[Exercise details] Write out exactly the lines running from the line that includes "Note: for this drill, pin each instance of the parked white" to the end of the data, both ends included, and nothing besides.

(Stored records)
···

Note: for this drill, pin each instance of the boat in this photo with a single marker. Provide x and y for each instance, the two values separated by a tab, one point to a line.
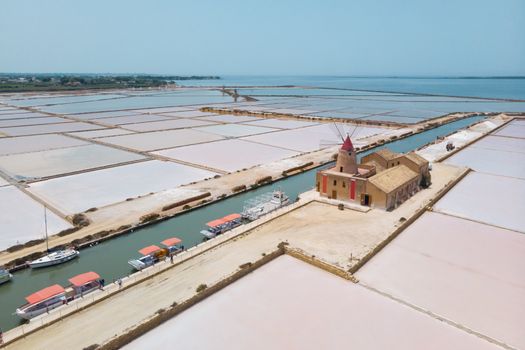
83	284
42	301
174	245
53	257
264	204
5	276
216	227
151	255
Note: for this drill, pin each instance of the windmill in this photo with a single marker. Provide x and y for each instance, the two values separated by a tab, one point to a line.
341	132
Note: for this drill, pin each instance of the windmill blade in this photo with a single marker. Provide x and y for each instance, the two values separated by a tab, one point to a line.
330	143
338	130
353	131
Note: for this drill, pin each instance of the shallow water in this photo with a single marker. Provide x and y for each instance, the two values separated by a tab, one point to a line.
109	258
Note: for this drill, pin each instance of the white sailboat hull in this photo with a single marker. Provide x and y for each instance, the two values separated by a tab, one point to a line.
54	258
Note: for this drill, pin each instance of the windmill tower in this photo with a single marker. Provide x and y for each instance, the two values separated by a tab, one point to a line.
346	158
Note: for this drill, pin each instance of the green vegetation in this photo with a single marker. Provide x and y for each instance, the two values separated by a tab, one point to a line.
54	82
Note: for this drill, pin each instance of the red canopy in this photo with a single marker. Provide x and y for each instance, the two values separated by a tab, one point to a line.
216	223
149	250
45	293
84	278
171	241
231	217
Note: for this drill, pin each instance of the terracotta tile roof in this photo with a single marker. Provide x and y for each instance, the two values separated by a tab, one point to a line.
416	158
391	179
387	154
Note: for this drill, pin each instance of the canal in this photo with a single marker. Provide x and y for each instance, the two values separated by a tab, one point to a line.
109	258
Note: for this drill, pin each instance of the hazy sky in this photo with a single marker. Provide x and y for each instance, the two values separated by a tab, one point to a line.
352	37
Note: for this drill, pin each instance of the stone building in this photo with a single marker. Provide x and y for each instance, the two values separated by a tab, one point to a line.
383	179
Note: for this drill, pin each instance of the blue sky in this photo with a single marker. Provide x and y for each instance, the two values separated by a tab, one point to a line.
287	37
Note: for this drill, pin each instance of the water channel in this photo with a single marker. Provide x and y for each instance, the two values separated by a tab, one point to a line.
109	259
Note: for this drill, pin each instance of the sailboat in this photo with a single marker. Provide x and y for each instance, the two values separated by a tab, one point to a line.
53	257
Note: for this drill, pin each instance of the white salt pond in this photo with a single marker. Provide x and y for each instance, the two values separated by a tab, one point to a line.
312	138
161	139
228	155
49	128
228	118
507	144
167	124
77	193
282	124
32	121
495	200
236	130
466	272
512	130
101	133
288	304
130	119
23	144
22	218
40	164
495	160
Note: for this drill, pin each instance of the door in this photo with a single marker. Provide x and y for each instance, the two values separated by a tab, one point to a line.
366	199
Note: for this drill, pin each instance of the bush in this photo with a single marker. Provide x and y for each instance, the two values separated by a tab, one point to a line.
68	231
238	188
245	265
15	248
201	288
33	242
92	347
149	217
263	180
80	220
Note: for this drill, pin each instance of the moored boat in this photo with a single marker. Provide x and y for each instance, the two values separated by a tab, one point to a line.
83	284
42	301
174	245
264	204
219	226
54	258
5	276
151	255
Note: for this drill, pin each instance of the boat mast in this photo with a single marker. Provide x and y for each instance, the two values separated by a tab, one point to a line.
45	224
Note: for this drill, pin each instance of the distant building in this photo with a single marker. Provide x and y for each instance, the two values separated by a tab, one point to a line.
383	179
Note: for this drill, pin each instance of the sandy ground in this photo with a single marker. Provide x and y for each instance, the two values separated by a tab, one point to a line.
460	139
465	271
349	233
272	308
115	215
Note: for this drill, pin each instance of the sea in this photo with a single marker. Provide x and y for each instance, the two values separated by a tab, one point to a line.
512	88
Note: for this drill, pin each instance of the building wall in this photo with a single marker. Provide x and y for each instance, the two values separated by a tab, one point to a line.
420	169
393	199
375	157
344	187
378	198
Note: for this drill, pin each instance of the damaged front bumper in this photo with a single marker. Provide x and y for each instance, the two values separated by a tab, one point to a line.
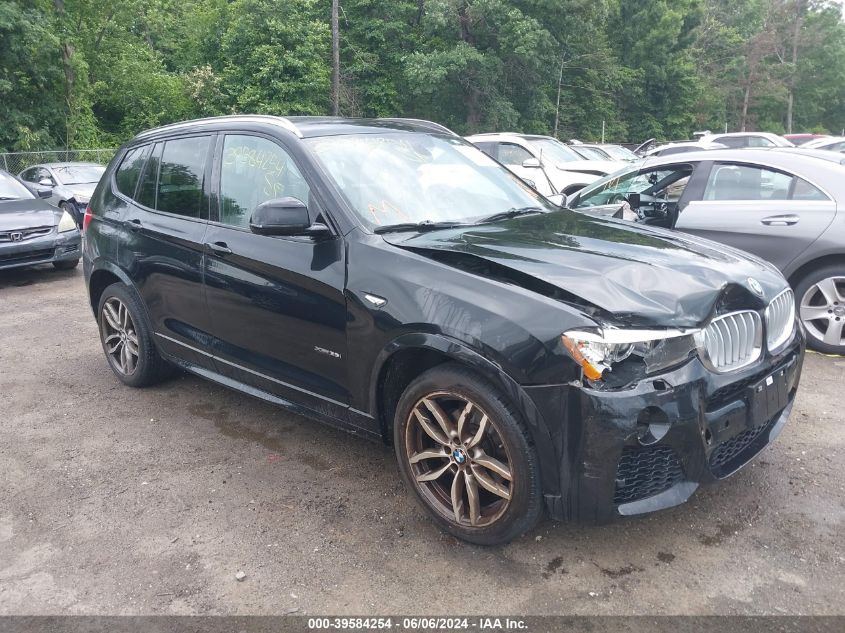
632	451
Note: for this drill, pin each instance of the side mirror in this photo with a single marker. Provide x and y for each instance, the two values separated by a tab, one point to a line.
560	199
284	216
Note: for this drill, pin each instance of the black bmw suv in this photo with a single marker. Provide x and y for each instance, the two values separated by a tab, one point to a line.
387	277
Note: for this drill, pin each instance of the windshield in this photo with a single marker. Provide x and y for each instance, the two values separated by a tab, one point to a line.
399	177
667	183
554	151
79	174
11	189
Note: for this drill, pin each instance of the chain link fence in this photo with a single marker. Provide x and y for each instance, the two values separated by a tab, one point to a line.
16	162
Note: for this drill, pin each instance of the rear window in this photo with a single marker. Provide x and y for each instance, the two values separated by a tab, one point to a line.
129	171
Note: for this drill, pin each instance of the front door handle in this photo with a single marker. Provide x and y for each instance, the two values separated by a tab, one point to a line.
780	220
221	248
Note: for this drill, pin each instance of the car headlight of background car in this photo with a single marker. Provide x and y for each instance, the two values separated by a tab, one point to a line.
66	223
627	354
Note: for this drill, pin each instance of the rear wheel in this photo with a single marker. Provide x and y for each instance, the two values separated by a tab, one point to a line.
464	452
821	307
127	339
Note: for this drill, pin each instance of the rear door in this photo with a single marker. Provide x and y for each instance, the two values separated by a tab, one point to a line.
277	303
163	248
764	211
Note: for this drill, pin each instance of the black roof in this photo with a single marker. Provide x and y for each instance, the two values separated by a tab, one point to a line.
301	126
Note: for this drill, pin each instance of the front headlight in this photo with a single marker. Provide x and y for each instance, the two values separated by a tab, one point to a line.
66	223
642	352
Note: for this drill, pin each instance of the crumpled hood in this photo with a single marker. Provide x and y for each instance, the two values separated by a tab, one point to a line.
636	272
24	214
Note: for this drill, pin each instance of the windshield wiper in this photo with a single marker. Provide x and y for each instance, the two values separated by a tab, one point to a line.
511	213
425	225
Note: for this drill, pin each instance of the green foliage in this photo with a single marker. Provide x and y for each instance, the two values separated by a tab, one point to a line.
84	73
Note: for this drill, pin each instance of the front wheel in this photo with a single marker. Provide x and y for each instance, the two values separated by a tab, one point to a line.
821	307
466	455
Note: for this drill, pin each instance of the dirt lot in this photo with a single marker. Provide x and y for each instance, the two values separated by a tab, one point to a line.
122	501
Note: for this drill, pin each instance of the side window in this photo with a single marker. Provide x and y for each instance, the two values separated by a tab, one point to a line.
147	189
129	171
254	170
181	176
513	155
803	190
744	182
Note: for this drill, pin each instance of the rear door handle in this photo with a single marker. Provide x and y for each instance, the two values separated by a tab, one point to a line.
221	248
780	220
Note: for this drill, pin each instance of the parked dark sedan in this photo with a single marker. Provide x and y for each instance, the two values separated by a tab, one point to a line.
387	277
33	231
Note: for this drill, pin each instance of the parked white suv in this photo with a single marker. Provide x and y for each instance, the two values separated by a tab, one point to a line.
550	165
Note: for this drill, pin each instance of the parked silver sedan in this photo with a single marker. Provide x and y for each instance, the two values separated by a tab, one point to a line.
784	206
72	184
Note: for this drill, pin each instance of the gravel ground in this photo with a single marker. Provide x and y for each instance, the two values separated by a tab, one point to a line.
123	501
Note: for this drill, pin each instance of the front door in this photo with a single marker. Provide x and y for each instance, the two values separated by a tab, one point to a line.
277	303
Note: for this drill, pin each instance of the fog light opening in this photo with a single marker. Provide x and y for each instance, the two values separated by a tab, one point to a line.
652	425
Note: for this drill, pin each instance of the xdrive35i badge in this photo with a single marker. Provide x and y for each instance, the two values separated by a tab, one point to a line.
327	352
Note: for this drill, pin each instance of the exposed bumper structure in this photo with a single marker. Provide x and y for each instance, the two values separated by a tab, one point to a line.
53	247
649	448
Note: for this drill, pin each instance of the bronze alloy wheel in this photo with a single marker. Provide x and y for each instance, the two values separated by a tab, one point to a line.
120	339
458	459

···

[Output]
Note: for this drill, pin each instance of the parked white suv in this photo with a single marker. Provide x and y for each instance, the two values separated by a tab, one point to a line.
550	165
Note: for this drill, pin each instance of the parked silver sedan in this photo with a single marker. Provide x and y for each instance, the two values separated by a tab, one point to a line.
784	206
72	184
Note: for this drill, pin each instance of the gravel ground in this photo with a single marker. Provide x and y for each instance, the two values separated by a tab, one point to a line.
123	501
Note: for this drill, pin each instance of the front door in this photo with a single marker. Provide x and y for each instance, the two values separated by a tab, one point to a line.
277	303
Note: for this drill, pin each instance of the fog light opening in this photo with a single marker. Provide x and y for each instance, the two values separated by a tab, one point to a line.
652	425
Note: for this drill, pin each instance of the xdrive35i badge in this photo with a single marker. Provide x and y for each instance, the two values separated by a tab, one point to a line.
327	352
Note: for this drill, pin each instance of the exposed bumper structure in this photo with a single marker. Provide x and y for each instance, the two values separated by a tab, one point to a line.
53	247
649	448
Note: for this drill, pin each instance of the bronze alloy wheel in this photo with a single marker. Provide x and y for each instance, the two values separated by a tab, one point to a line.
120	339
458	459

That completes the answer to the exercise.